_WORK ITEM_
How many lines in the data below have the string "muskrat"? Reply with the number alone.

▬▬▬▬▬▬▬▬▬▬

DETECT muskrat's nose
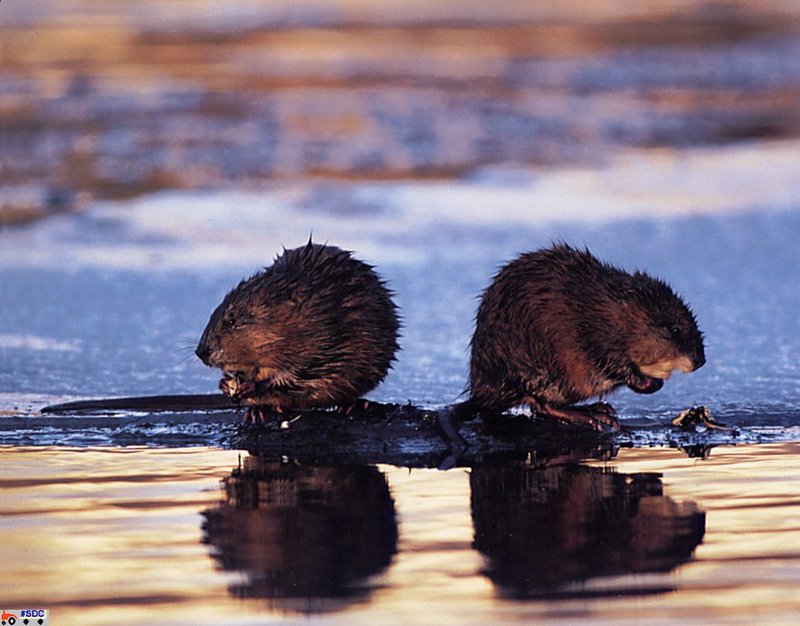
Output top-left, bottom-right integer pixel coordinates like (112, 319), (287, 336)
(692, 346), (706, 370)
(195, 343), (210, 363)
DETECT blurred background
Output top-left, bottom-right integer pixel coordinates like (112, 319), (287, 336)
(4, 0), (800, 219)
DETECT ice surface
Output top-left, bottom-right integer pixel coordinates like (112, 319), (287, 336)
(1, 143), (798, 436)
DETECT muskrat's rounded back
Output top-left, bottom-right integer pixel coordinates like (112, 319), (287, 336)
(469, 243), (705, 416)
(196, 241), (400, 411)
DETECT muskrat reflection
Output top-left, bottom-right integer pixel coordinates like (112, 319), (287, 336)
(471, 463), (705, 597)
(202, 457), (397, 612)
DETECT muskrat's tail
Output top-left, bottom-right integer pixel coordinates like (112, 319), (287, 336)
(445, 399), (481, 422)
(435, 399), (480, 455)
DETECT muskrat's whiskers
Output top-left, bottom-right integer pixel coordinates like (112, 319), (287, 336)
(176, 342), (200, 364)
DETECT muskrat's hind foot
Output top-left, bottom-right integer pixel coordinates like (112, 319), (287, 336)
(337, 399), (371, 416)
(243, 406), (263, 424)
(530, 400), (619, 432)
(243, 405), (281, 424)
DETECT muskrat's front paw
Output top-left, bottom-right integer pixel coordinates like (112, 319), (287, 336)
(219, 372), (238, 397)
(626, 371), (664, 395)
(219, 372), (257, 400)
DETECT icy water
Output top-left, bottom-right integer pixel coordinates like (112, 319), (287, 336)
(3, 174), (799, 428)
(3, 2), (800, 625)
(2, 162), (799, 626)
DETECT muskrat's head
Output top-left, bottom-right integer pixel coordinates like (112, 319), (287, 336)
(623, 273), (705, 393)
(195, 271), (295, 380)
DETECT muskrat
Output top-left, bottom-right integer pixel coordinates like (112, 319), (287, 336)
(467, 243), (705, 431)
(195, 240), (400, 421)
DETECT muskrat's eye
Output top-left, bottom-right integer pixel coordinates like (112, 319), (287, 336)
(223, 318), (236, 329)
(669, 325), (682, 338)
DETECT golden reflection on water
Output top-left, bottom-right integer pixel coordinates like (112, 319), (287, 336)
(1, 444), (799, 625)
(201, 458), (397, 612)
(0, 448), (243, 626)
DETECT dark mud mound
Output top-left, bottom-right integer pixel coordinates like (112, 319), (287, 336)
(15, 395), (791, 465)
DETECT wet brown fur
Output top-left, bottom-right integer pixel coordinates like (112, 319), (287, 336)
(196, 240), (400, 413)
(469, 244), (705, 425)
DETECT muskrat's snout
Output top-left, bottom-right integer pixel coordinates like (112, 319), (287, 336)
(690, 344), (706, 371)
(195, 341), (212, 365)
(683, 329), (706, 372)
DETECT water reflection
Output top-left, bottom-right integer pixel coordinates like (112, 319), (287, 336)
(471, 462), (706, 597)
(202, 457), (397, 613)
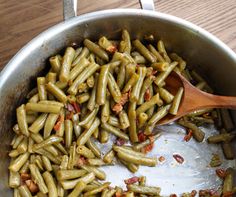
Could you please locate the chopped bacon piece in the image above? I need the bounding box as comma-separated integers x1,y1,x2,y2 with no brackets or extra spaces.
170,194,177,197
215,168,226,179
20,173,31,182
66,103,76,113
115,191,123,197
152,70,158,75
71,102,80,113
222,192,234,197
124,176,139,185
77,156,87,166
144,88,151,101
190,190,197,197
158,156,165,162
138,132,147,142
66,111,74,120
142,143,154,153
112,104,123,114
25,180,39,193
112,93,129,113
54,115,64,131
184,129,193,142
173,154,184,164
116,138,126,146
107,45,117,53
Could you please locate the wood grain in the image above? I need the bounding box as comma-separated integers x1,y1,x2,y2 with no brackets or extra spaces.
0,0,236,70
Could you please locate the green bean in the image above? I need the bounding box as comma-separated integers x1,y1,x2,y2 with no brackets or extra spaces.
222,142,234,160
99,129,109,143
35,149,61,164
59,47,75,82
35,155,44,171
120,160,139,173
133,40,156,63
31,133,59,157
12,124,20,135
178,119,205,142
133,54,147,64
128,102,138,142
49,55,61,74
9,150,20,158
170,53,186,71
130,67,147,102
73,47,83,60
117,150,157,166
26,114,37,124
69,57,90,81
103,149,115,164
87,158,106,166
39,100,64,107
154,61,178,86
19,160,30,174
157,40,171,63
79,107,99,127
54,142,68,155
134,132,162,151
61,172,95,190
159,87,174,103
37,77,47,101
46,72,57,84
60,155,69,170
138,75,156,105
101,99,110,123
138,112,148,128
146,85,155,118
42,171,57,197
108,115,121,128
33,135,63,150
119,110,130,129
122,73,139,93
68,181,87,197
67,143,76,170
148,44,165,62
18,185,32,197
107,72,122,103
87,74,99,111
68,62,99,95
75,93,89,104
126,191,135,197
29,163,48,194
78,82,89,94
9,152,30,172
55,81,68,89
9,170,20,188
195,81,206,90
223,168,234,194
220,109,235,131
77,118,100,145
26,103,61,114
101,122,129,140
42,155,52,171
117,61,126,89
44,113,59,138
72,47,89,66
136,93,162,115
16,105,29,136
56,169,87,181
88,53,95,63
17,137,28,153
119,29,131,54
187,108,212,117
145,105,170,135
12,135,24,149
86,139,101,158
111,52,134,64
87,75,95,88
81,165,106,180
98,36,116,52
151,62,169,71
83,182,110,197
125,63,136,83
13,188,21,197
169,87,184,115
76,145,95,158
65,119,73,148
208,132,236,143
29,93,39,103
46,82,67,103
127,184,161,195
84,39,109,61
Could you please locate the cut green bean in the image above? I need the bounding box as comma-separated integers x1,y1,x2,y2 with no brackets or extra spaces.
101,99,110,123
26,103,61,114
79,107,99,127
68,181,87,197
107,72,122,103
42,155,52,171
127,184,160,195
37,77,47,101
18,185,32,197
119,29,131,54
169,87,184,115
65,119,73,148
207,132,236,143
76,145,95,158
119,110,130,129
148,44,165,62
117,61,126,89
81,165,106,180
42,171,57,197
86,139,101,158
159,87,174,104
44,113,59,138
46,82,68,103
138,112,149,129
87,74,99,111
49,55,61,74
103,149,115,164
223,168,234,194
16,105,29,136
9,171,20,188
83,182,110,197
69,57,90,81
128,102,138,142
9,152,30,172
33,135,63,150
72,47,90,66
122,73,139,93
101,122,129,140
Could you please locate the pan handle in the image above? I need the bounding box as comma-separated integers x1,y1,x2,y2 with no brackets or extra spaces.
63,0,155,20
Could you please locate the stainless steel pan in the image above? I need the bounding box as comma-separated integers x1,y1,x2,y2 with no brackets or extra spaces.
0,0,235,195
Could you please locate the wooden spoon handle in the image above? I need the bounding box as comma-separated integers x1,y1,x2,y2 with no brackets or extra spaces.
204,93,236,109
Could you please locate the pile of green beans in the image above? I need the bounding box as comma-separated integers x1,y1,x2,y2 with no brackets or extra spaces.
9,30,235,196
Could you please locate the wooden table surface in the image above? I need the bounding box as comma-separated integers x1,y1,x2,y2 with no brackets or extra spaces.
1,0,236,70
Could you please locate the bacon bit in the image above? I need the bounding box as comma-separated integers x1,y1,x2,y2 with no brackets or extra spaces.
148,135,155,143
170,194,177,197
190,190,197,197
115,191,123,197
222,192,234,197
173,154,184,164
66,103,76,113
152,70,158,75
112,104,123,114
124,176,139,185
20,173,31,182
216,168,226,179
116,138,126,146
184,129,193,142
25,180,39,193
144,88,151,101
199,189,219,197
66,111,74,120
158,156,165,162
77,156,87,166
71,102,80,113
54,115,64,131
138,132,147,142
136,64,140,68
106,45,117,53
142,143,154,153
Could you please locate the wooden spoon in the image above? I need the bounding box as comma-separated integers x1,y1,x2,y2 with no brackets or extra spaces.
158,71,236,125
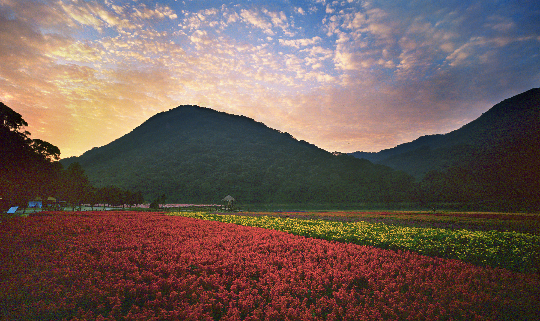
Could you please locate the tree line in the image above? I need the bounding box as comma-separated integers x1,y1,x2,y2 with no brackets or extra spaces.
0,102,143,212
415,137,540,212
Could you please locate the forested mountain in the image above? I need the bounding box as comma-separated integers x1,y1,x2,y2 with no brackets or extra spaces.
351,88,540,211
350,88,540,179
61,106,414,204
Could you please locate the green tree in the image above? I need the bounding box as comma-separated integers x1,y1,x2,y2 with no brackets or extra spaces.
96,187,110,210
150,194,166,209
31,139,60,162
85,187,99,210
124,190,144,208
1,102,62,210
99,185,124,208
61,162,92,210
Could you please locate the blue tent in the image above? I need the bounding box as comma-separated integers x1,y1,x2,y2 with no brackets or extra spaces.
7,206,18,214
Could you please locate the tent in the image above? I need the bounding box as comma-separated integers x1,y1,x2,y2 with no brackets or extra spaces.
7,206,18,214
28,197,42,208
222,195,235,202
28,197,57,209
222,195,235,210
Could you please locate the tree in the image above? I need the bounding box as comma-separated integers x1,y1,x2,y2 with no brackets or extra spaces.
97,185,124,208
123,190,144,208
85,187,99,210
96,187,110,210
60,162,92,210
150,194,166,209
132,191,144,207
1,102,62,209
31,139,61,162
1,102,28,131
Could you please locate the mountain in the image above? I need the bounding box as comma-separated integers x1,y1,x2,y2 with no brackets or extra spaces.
61,106,414,204
350,88,540,179
351,88,540,211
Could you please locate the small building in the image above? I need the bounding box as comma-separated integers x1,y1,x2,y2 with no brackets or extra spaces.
28,197,57,209
222,195,235,211
28,197,43,208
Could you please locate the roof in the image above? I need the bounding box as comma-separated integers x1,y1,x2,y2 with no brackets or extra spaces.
32,196,56,201
222,195,235,201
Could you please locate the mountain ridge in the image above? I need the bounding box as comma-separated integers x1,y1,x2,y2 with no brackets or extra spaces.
350,88,540,178
62,105,414,204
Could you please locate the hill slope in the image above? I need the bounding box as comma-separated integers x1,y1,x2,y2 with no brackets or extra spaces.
62,106,414,204
350,88,540,179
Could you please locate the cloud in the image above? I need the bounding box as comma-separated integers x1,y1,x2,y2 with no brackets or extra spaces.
59,0,107,31
240,9,274,35
48,41,104,63
133,3,177,20
485,15,515,32
58,1,178,33
279,36,322,48
302,46,333,58
264,9,288,30
0,0,73,30
190,29,213,47
326,5,334,14
1,0,538,158
237,8,293,37
0,9,72,92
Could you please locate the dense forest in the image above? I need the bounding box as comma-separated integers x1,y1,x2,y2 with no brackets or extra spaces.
416,137,540,211
61,106,415,205
352,88,540,211
0,102,142,211
1,102,61,209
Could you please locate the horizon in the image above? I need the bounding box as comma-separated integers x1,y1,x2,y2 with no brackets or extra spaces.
1,0,539,158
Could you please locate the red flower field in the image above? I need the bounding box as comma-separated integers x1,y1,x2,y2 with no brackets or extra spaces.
1,211,539,320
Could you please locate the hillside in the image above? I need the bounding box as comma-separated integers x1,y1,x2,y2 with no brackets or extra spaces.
350,88,540,179
61,106,414,204
350,88,540,211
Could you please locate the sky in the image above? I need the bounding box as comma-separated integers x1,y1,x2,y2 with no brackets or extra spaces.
1,0,539,158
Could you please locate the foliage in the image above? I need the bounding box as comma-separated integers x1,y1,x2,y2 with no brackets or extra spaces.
61,106,416,204
351,88,540,211
418,137,540,211
0,102,142,211
149,194,167,209
0,102,62,209
58,162,92,210
172,212,540,273
351,88,540,180
0,102,28,131
30,139,61,162
1,211,538,320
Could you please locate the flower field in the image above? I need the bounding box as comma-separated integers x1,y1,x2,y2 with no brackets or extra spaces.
1,211,539,320
171,212,540,273
218,210,540,235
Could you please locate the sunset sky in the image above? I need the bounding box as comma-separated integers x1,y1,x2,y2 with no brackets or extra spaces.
1,0,539,158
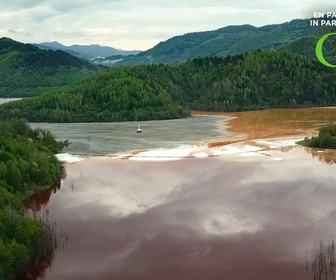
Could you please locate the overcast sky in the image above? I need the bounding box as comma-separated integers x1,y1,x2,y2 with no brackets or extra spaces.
0,0,334,51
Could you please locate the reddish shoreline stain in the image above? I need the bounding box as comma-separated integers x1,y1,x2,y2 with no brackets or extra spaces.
23,178,62,212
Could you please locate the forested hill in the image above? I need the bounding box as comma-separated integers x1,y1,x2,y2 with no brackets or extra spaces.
115,19,323,66
281,26,336,64
1,50,336,122
0,37,104,97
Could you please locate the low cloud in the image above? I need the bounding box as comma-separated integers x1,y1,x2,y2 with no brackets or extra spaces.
7,29,30,36
0,0,335,50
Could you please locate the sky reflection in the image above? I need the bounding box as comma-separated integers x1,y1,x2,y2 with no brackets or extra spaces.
26,147,336,280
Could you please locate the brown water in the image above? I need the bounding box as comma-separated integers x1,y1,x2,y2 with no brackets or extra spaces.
24,108,336,280
194,107,336,141
25,147,336,280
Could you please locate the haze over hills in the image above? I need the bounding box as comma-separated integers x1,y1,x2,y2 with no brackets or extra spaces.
114,18,328,66
0,37,104,97
35,41,140,59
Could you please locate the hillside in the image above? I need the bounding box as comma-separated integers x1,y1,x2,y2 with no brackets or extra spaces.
115,19,323,66
1,50,335,122
281,26,336,64
0,37,104,97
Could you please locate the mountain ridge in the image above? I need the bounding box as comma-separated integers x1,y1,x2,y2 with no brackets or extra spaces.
35,41,140,59
114,18,325,66
0,37,104,97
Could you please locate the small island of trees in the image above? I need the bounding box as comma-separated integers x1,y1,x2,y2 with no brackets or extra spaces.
297,124,336,149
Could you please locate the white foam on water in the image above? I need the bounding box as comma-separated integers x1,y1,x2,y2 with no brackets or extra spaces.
255,137,303,148
123,137,304,161
59,136,305,162
193,152,209,158
127,142,268,160
209,144,264,158
129,145,198,161
56,153,85,164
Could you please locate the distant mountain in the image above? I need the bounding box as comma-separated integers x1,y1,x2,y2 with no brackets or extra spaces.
35,41,140,60
0,37,104,97
114,19,325,66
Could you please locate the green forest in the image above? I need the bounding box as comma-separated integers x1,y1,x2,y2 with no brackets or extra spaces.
281,26,336,64
0,37,103,97
116,19,326,66
0,119,61,280
1,50,336,122
298,125,336,149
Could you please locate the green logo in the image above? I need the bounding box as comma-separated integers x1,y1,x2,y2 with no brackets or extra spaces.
316,32,336,67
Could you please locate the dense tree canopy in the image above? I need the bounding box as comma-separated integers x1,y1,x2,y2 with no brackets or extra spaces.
298,125,336,149
0,37,103,97
0,50,336,122
0,65,190,122
281,26,336,64
0,119,61,279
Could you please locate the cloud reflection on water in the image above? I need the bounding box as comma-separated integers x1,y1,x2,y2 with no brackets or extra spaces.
26,147,336,280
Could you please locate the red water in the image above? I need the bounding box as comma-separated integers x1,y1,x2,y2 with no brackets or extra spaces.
24,147,336,280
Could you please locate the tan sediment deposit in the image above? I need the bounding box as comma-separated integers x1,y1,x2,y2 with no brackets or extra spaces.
308,148,336,165
193,108,336,141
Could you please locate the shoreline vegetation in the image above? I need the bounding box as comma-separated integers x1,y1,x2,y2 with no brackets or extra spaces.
297,124,336,149
305,238,336,280
0,119,62,280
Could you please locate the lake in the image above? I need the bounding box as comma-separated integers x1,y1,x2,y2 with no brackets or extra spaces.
23,108,336,280
28,115,232,156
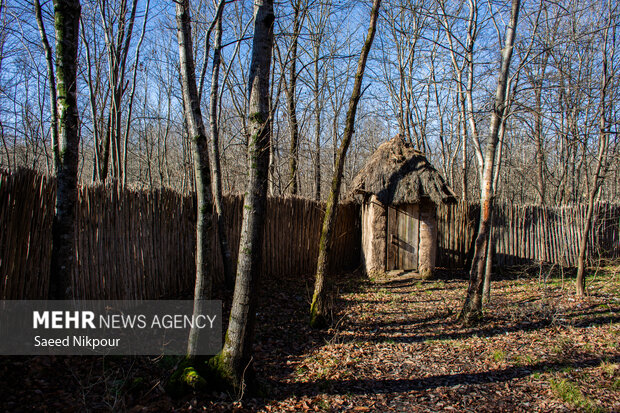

▬▬▬▬▬▬▬▬▬▬

_RESPONSE TO THE TASK_
11